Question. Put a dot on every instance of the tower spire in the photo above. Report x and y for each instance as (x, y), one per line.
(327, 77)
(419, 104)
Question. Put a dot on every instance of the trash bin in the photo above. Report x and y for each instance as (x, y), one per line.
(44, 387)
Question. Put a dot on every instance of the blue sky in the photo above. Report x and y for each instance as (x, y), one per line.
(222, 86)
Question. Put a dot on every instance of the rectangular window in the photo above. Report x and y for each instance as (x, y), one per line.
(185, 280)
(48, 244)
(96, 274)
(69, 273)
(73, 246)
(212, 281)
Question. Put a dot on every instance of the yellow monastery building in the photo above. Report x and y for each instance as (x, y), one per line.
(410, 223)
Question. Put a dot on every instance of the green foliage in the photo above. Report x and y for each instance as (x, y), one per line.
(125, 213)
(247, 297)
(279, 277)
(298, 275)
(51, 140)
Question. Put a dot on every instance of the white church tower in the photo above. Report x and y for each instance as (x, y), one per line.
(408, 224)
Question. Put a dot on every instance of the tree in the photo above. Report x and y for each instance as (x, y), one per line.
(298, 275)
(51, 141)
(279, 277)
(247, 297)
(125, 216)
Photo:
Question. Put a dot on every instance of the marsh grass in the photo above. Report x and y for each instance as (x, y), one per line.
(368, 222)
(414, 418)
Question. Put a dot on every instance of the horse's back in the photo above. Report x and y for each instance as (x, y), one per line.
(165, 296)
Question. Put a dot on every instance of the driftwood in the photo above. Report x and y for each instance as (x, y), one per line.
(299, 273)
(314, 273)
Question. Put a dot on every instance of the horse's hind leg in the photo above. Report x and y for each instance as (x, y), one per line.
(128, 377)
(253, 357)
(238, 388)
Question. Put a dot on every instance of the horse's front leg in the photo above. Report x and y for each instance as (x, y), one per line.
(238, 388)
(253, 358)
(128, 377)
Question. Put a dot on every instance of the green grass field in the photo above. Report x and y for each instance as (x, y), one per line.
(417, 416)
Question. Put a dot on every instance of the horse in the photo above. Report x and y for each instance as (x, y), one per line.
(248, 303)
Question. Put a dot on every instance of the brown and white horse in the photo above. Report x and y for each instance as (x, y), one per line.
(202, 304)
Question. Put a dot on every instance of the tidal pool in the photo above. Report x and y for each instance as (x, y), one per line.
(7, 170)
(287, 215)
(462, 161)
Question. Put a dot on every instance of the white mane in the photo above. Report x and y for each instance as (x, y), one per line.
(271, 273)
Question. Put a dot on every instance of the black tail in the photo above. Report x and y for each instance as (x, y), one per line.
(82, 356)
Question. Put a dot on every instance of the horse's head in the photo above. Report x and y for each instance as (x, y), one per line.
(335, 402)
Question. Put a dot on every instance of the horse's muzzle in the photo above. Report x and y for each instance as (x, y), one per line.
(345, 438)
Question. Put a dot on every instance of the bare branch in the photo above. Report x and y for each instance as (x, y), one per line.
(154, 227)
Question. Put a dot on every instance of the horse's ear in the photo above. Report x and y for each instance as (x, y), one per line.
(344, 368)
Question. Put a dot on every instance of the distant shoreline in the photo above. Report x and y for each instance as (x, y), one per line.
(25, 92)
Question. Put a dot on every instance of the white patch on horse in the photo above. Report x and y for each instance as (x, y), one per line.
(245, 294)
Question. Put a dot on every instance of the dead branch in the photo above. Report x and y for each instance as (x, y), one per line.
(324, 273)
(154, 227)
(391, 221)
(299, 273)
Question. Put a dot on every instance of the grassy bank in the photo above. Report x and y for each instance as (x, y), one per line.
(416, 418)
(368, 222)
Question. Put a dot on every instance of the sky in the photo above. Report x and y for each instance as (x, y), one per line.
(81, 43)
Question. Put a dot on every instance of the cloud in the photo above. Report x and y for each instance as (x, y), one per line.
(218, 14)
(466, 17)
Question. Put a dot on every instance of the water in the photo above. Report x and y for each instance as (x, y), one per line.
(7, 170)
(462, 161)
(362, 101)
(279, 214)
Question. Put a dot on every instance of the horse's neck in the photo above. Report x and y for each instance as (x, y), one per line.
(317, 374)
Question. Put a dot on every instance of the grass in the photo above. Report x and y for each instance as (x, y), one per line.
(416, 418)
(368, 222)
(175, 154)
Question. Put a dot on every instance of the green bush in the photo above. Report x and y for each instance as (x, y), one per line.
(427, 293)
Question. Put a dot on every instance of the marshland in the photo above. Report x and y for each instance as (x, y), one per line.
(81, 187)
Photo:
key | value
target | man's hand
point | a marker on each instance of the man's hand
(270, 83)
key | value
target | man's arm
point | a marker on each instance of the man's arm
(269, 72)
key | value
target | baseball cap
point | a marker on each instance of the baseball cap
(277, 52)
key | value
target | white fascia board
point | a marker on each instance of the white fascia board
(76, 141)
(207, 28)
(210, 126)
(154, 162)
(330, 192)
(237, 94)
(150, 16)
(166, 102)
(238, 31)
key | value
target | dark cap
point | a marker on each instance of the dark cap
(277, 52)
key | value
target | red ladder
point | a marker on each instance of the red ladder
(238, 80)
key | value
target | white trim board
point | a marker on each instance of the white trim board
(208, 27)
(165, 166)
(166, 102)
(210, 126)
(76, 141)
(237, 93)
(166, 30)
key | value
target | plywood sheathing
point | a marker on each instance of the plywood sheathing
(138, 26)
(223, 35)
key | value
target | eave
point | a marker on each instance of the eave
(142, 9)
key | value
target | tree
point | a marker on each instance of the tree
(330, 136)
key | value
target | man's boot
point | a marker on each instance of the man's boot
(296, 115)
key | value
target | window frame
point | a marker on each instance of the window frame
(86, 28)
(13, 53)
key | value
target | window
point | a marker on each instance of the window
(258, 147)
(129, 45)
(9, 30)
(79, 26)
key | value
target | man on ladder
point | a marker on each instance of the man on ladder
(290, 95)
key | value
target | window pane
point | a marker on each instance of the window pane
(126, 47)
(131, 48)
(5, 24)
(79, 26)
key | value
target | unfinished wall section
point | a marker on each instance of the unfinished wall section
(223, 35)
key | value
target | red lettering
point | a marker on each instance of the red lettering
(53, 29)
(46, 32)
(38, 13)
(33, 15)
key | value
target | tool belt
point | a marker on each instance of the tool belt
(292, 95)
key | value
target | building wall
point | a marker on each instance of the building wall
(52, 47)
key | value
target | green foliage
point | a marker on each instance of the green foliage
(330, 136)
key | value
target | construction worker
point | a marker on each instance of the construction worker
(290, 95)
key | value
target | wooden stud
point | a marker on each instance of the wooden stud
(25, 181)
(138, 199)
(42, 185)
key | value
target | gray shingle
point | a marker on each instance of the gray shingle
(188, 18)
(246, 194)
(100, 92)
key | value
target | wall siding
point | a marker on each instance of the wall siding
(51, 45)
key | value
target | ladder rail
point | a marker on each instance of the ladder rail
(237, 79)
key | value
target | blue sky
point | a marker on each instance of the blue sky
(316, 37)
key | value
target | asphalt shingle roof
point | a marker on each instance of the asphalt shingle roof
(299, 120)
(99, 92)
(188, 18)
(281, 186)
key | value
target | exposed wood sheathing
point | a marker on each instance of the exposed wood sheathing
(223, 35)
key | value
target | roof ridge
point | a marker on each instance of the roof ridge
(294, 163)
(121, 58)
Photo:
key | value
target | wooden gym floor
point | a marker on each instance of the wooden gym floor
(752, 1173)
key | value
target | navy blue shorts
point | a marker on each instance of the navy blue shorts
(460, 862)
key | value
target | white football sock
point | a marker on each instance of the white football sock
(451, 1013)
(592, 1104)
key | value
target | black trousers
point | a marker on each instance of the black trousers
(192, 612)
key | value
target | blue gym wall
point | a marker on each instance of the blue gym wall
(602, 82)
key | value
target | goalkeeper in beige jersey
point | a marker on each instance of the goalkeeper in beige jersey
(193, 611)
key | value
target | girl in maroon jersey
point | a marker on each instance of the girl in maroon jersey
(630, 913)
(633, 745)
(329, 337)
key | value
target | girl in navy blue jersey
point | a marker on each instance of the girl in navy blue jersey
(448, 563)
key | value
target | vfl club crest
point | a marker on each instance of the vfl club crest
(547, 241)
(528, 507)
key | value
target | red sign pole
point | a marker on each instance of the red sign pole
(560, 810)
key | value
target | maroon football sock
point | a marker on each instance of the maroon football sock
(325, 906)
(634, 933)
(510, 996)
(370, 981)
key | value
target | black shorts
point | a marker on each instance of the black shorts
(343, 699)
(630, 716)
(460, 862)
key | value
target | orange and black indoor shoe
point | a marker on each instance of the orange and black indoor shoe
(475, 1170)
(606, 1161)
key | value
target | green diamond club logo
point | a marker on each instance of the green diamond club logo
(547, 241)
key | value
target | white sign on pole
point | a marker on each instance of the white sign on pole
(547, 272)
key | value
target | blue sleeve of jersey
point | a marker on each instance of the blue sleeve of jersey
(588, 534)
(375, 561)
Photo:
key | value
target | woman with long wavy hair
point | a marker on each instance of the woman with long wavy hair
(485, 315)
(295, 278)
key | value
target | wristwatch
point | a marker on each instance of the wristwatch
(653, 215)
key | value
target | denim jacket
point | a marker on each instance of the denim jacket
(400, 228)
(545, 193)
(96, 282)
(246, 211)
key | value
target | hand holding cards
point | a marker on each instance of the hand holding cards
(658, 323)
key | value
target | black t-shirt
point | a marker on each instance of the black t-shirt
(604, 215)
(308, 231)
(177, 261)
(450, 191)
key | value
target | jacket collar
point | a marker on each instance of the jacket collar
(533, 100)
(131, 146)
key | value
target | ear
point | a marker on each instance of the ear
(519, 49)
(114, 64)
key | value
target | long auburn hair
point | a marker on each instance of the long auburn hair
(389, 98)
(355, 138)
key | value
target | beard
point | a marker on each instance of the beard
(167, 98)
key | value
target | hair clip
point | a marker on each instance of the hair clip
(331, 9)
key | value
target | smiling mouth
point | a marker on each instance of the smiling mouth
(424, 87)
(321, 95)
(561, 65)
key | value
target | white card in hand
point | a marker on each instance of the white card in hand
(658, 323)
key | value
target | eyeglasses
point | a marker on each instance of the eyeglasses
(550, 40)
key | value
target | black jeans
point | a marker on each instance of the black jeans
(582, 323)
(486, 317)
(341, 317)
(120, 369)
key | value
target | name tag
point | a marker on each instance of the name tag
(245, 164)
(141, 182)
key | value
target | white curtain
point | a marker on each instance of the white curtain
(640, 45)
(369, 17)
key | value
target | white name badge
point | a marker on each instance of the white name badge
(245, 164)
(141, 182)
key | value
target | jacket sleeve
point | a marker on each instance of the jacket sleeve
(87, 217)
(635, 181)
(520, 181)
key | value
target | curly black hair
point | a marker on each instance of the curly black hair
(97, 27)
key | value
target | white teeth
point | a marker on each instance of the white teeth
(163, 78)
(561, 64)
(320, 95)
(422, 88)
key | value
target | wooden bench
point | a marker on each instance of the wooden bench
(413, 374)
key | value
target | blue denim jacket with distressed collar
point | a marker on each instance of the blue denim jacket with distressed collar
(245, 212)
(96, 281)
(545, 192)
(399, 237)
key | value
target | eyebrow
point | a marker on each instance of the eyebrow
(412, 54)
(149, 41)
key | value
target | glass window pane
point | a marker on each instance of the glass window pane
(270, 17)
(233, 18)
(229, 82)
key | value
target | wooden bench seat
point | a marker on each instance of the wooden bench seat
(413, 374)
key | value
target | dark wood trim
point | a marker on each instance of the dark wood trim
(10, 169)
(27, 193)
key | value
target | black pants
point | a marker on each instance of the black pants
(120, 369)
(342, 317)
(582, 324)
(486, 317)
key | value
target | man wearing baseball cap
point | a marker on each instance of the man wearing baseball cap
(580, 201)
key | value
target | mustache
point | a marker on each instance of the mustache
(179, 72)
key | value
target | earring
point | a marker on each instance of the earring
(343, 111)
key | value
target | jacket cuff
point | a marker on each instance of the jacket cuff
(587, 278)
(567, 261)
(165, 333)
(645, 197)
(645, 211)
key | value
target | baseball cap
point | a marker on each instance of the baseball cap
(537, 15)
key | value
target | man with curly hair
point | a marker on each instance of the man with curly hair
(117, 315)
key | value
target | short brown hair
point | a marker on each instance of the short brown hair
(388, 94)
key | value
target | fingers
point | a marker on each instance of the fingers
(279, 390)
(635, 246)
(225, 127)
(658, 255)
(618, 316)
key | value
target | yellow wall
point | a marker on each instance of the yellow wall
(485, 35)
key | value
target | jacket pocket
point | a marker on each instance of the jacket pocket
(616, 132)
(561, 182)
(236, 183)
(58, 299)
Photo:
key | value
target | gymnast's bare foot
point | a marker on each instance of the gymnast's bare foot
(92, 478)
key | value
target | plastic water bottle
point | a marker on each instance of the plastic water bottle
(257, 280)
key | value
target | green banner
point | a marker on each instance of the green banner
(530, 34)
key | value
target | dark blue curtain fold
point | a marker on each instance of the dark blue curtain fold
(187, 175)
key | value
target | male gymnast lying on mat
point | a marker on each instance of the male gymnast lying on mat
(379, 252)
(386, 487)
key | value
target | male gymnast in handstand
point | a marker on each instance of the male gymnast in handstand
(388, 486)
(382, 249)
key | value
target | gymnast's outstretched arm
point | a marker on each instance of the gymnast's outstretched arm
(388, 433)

━━━━━━━━━━

Retype exactly the lines of the data above that fall between the line with "point | a marker on each instance of the dark cap" and the line with "target | man's boot", inclusive, and add nothing.

point | a marker on each instance of the dark cap
(277, 52)
key | value
target | red ladder
point | a marker on each instance of the red ladder
(238, 80)
key | value
target | white trim board
point | a marker on each instance of the white trim board
(208, 27)
(165, 166)
(166, 102)
(210, 126)
(76, 141)
(237, 93)
(166, 30)
key | value
target | plywood sheathing
point | a marker on each instance of the plywood sheathing
(138, 26)
(223, 35)
key | value
target | eave
point | a marker on each instance of the eave
(142, 9)
key | value
target | tree
point | a marker on each instance of the tree
(330, 136)
key | value
target | man's boot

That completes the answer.